### Problem
Reproduce the listing below exactly. Pictures do not belong in the copy.

### Given information
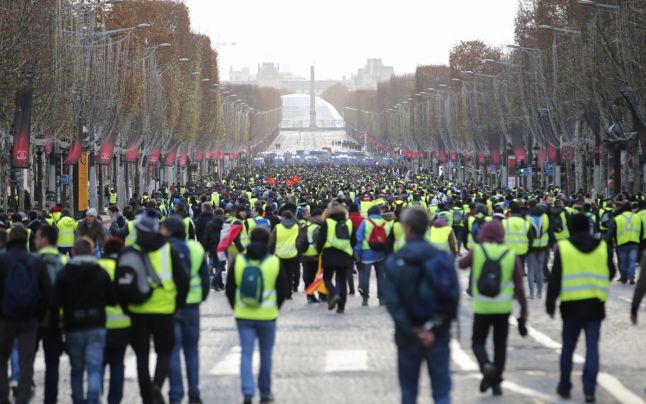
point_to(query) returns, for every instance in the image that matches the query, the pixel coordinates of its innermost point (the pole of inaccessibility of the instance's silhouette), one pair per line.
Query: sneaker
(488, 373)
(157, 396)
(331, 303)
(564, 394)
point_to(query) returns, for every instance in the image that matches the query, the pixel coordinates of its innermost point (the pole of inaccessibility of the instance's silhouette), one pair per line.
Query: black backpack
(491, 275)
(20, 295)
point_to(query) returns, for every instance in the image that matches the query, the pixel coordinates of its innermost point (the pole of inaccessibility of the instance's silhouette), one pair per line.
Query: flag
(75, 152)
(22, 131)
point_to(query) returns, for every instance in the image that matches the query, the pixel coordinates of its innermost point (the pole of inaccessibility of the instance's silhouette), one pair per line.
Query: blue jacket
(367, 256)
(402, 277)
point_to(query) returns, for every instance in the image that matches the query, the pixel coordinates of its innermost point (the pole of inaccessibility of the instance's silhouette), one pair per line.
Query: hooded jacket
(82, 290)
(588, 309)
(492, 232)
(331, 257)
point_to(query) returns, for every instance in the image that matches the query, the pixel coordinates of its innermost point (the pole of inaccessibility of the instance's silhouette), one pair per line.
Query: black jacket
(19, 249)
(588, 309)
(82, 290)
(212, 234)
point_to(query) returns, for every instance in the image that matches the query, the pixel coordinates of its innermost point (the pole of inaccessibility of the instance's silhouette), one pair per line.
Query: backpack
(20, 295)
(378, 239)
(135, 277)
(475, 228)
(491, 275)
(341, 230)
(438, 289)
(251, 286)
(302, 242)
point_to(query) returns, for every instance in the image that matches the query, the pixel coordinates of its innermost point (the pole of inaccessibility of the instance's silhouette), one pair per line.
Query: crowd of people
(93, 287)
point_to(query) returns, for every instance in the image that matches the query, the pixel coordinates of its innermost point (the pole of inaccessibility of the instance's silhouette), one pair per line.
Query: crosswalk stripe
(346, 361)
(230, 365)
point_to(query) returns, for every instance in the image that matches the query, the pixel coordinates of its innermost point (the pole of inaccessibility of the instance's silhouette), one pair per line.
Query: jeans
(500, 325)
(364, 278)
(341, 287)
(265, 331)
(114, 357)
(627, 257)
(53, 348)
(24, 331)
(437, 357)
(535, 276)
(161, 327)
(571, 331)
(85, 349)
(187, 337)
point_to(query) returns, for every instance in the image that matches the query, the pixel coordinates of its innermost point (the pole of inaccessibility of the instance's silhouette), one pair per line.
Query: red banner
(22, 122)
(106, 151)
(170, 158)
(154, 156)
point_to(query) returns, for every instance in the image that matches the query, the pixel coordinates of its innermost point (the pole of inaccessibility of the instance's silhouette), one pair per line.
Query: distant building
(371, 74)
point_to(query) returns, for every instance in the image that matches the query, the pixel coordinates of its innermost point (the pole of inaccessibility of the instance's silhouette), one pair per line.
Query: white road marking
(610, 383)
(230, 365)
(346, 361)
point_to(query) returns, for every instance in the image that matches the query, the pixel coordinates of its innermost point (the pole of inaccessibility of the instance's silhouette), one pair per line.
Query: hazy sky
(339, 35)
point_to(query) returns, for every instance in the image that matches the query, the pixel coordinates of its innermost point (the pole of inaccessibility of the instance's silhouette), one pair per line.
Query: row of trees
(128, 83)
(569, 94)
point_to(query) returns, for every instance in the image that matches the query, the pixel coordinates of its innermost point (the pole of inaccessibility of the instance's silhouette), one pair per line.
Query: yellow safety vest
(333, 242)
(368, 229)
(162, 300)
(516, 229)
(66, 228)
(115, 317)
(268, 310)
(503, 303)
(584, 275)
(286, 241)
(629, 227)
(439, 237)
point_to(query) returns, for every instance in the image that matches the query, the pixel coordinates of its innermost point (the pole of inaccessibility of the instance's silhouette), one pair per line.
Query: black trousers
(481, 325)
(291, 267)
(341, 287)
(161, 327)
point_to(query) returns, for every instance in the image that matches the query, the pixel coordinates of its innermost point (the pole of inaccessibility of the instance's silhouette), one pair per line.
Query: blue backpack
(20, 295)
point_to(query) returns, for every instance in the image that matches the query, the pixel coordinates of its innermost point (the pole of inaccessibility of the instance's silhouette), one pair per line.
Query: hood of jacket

### Complete answer
point_to(query) returns, for every instance in the image that matches the query, the pixel coordinates of its innermost point (the pole of inaccessibility of the instance's silhouette), one pair per line.
Query: sneaker
(488, 373)
(157, 396)
(331, 303)
(564, 394)
point_to(query) returns, for every instance in the image that matches the query, the pixel coordinates of its innermost point (the pole of inaccessibility of the instance's silhouette), one pair per line.
Query: black backpack
(491, 275)
(20, 295)
point_to(query) returns, for every instance in the image that matches the query, the pixel coordinates of its innermost point (the pole of inaccessibility of the instance's silhouette), one pair per line.
Query: flag
(75, 152)
(22, 131)
point_to(query) returns, for every instance in the image that matches the query, the pixel coordinates of its innermost point (the pole of inaccessibility of the instance's silhouette), one pair per line.
Query: blue jacket
(367, 256)
(402, 277)
point_to(query) returns, for every instance in the image that matches the query, the pixel coordinates of its innermost point (the pole of inaccessibility of the instance's silhouette), one pair per line.
Query: hooded jacket
(82, 290)
(588, 309)
(492, 232)
(331, 257)
point_to(query) returns, for every instance in the image that matches the query, the pixel coordinates of its innermost point (the pole of inaccessibility of the instance's silhouette), one pair per line.
Query: black jacket
(19, 249)
(588, 309)
(82, 290)
(212, 234)
point_to(query) returns, for every instance in the image that matches the query, the pixel coordinates of its innermost point (the pole of inaccessibility of the instance's silhouette), one pair per line.
Query: backpack
(20, 295)
(378, 239)
(135, 277)
(475, 228)
(491, 275)
(341, 230)
(438, 289)
(251, 286)
(302, 242)
point_to(query) returns, for every instance in the image that matches the query, the pixel coordinates of its innermost point (the pole of inaccessibility of the instance's silhouette), one pair per line.
Query: crowd of people
(93, 287)
point_to(query) returns, for every instance in the image that matches the query, the pixel coordinates of its innermost point (the pole of inaccessibility of the instance's silhouette), one pair per line.
Query: crosswalk stripe
(346, 361)
(230, 365)
point_to(query) returns, for every instance in the image that matches the query, the pixel coordinates of its innermost point (the pole of inaccessibility of the instance's silhouette), one pair per line.
Query: jeans
(500, 325)
(364, 278)
(341, 287)
(265, 331)
(114, 357)
(627, 257)
(53, 348)
(24, 331)
(437, 357)
(535, 276)
(161, 327)
(571, 331)
(85, 349)
(187, 337)
point_to(query) returns, for every instance in the image that matches the query, the pixel coordinates of its innermost point (the pole of inaccessibility of the instance's silhouette), one pair per line.
Query: red banner
(22, 122)
(106, 151)
(170, 158)
(154, 156)
point_to(query) returns, for every instance in the image that matches the query, the pixel coordinates of its innermost point (the pole of inaccessibility of the instance's silhouette), one pair per line.
Query: distant building
(371, 74)
point_to(query) returns, for every instance in the image that matches the query, the pixel coordinates of its innermost point (the pole of inaccessibility of the instance's silhouette), one pair per line.
Query: white road marking
(610, 383)
(230, 365)
(346, 361)
point_to(query) returns, for every instance in the image that matches the query, the pixel coordinates of its innermost point (the pole of inaccessibility of the instance's silhouette), one pair per line.
Query: hazy sky
(339, 35)
point_to(query) returns, for every instance in the image that matches the query, the pixel coordinates of its innermost point (the pole of inaccessibility of the instance's silhouette), one pair per line.
Query: row of trees
(128, 83)
(569, 94)
point_to(query) returns, for every instance in the image that matches the query, the pixel coordinates of its innermost point (the pole of inaccessibility of the instance's silhouette), one pair per line.
Query: yellow safety vest
(333, 242)
(368, 229)
(162, 300)
(516, 229)
(66, 228)
(115, 317)
(268, 310)
(503, 303)
(584, 275)
(286, 241)
(629, 227)
(439, 237)
point_to(query) returns, for every instance in the image that matches the query, the pixel coordinates of its innermost point (the pole of inaccessibility of the instance's silhouette), one pair per line.
Query: black trousers
(481, 325)
(291, 267)
(341, 287)
(161, 327)
point_to(query) returns, for every instance in the image that matches the query, the pixel coordinates of its innermost point (the pole of inaccessibility of the instance's silhouette), one pair per line.
Query: blue backpack
(20, 295)
point_to(query) returns, for every instance in the image that matches the query, the pixel coordinates of its innermost point (the pole of inaccessibility of the instance's silhouette), one pair per line.
Query: hood of jacket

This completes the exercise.